Source document:
## begin

Overall, my group’s response to Gumshoe wasn’t necessarily negative, but it wasn’t extremely enthusiastic. I don’t blame them, and I’m not sure how I feel about the system myself. From past experiences as a player, I love how the system foregrounds investigation and makes it feasible to run a game where investigation is the focal activity. It definitely has its strengths. 

Still, I can’t blame those who find the resolution system somewhat unsatisfying—even if I feel tempted to think that getting more comfortable with it would fix that. We’d opened up the can of worms of a much bigger mystery by the end of my version of On a Bank, by Moonlight, and we’d like to revisit the world, we may not do it with the Gumshoe ruleset. Even if I don’t complete my own FitD/Gumshoe hack, there’s always External Containment Bureau (a paranormal/investigative game that uses FitD rules), to which it would be pretty easy to add Gumshoe-like Investigative abilities if we wanted.

All that said, I’d like to revisit Gumshoe, if only because I have so many systems on hand, and I’m curious whether a different version of the system, especially a simpler one, might not appeal a bit more to my group, and be easier for me to run, too. Probably the main reason I feel that way is that when I’ve had a chance to participate in games of Trail of Cthulhu and Fall of Delta Green  games as a player, I didn’t really have any issues at ll. It was all pretty smooth for me, except a little uncertainty about spending General skill points at first. 

But anyway, for now, it’s someone else’s turn to run a game for a while!

## end

What you will do:
1. Render this sentence from the Gumshoe post into French: "I don’t blame them, and I’m not sure how I feel about the system myself."
2. Print the part of the Gumshoe post that opens with the words containing "Overall, my group’s" and closes with "has its strengths.".
The listing that comes next has no connection to the Gumshoe post.

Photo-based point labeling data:
## begin

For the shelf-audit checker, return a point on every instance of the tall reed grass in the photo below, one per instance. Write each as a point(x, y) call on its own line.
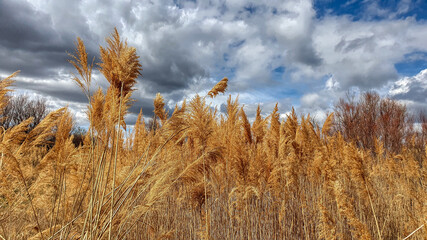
point(199, 174)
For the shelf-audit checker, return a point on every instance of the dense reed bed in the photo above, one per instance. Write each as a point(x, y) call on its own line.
point(199, 174)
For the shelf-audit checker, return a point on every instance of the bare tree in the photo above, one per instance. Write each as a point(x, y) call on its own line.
point(22, 107)
point(373, 118)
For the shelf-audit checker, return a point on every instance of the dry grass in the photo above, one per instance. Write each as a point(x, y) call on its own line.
point(200, 174)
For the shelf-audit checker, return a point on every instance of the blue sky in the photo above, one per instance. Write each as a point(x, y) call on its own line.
point(300, 53)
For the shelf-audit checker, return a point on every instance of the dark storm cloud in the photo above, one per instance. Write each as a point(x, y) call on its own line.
point(185, 45)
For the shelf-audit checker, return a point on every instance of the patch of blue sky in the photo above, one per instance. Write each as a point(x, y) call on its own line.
point(372, 9)
point(412, 64)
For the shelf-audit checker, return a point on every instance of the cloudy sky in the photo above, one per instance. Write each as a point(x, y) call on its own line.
point(300, 53)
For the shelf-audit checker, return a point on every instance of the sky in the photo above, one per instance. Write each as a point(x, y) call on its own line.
point(301, 53)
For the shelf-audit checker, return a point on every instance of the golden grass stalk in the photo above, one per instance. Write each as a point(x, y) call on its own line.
point(220, 87)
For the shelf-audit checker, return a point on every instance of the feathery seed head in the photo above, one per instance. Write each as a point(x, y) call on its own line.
point(220, 87)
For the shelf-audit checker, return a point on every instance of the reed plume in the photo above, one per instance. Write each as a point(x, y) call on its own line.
point(220, 87)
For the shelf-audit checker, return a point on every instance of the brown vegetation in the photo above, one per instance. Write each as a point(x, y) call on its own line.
point(206, 175)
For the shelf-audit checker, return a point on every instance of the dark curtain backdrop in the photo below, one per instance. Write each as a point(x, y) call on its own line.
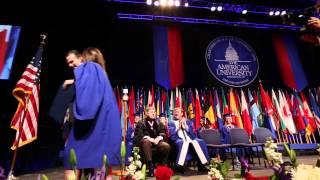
point(128, 50)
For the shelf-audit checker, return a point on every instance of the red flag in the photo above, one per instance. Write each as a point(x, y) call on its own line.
point(311, 126)
point(27, 90)
point(235, 110)
point(3, 48)
point(268, 106)
point(117, 93)
point(247, 125)
point(198, 110)
point(131, 106)
point(297, 114)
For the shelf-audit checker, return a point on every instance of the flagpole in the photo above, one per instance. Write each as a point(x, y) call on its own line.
point(124, 105)
point(16, 145)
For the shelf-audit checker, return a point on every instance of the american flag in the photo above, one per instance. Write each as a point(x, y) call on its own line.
point(27, 90)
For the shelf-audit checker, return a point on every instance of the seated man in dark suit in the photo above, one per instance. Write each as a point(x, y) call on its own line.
point(149, 133)
point(130, 136)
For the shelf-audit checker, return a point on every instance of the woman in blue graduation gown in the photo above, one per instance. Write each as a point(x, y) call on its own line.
point(96, 130)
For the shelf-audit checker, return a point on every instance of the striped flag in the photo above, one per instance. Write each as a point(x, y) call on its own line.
point(27, 90)
point(234, 109)
point(247, 125)
point(287, 113)
point(254, 111)
point(278, 111)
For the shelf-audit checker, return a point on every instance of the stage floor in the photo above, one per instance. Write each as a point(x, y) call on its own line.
point(191, 174)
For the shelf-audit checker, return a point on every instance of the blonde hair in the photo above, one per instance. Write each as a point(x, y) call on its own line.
point(95, 55)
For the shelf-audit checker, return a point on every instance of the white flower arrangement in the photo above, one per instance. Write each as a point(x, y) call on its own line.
point(218, 170)
point(306, 171)
point(270, 149)
point(134, 168)
point(214, 174)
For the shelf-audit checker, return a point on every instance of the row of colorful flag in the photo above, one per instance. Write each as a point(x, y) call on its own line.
point(280, 111)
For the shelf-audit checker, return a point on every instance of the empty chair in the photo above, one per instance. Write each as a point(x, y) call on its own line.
point(213, 140)
point(261, 135)
point(240, 139)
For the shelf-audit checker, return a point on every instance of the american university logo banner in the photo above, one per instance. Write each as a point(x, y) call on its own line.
point(232, 61)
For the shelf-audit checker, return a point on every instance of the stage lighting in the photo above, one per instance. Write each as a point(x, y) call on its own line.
point(177, 3)
point(163, 2)
point(271, 13)
point(149, 2)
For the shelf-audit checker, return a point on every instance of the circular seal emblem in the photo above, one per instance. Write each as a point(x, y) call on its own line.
point(232, 61)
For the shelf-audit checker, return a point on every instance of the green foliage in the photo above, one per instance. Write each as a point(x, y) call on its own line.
point(237, 176)
point(106, 164)
point(73, 158)
point(44, 177)
point(224, 168)
point(293, 157)
point(143, 170)
point(273, 177)
point(286, 147)
point(291, 153)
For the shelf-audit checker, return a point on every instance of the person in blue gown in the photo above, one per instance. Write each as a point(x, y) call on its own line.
point(96, 130)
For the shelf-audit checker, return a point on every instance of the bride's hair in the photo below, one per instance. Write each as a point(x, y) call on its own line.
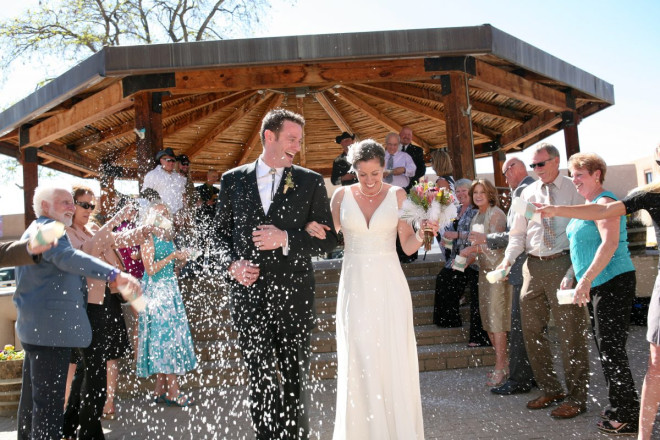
point(367, 149)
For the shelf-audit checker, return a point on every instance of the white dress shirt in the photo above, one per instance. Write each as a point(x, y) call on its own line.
point(171, 187)
point(267, 189)
point(401, 159)
point(527, 235)
point(265, 183)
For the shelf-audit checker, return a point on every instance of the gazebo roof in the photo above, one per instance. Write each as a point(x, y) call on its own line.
point(212, 96)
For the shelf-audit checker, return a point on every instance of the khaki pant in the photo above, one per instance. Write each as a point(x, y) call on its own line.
point(538, 298)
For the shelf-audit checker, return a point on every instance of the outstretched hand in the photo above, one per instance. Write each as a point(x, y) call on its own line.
point(244, 271)
point(316, 229)
point(546, 211)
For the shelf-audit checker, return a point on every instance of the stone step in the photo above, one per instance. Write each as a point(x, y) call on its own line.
point(415, 283)
point(325, 342)
point(232, 372)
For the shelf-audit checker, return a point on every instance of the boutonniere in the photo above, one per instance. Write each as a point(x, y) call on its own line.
point(288, 182)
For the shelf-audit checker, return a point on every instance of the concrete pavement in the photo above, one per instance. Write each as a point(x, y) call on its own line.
point(456, 403)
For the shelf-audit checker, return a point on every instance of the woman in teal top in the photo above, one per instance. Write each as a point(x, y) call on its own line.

## end

Responses to the tasks:
1. Je ne leur en veux pas, et je ne sais pas très bien moi-même ce que je pense de ce système.

2.
Overall, my group’s response to Gumshoe wasn’t necessarily negative, but it wasn’t extremely enthusiastic. I don’t blame them, and I’m not sure how I feel about the system myself. From past experiences as a player, I love how the system foregrounds investigation and makes it feasible to run a game where investigation is the focal activity. It definitely has its strengths.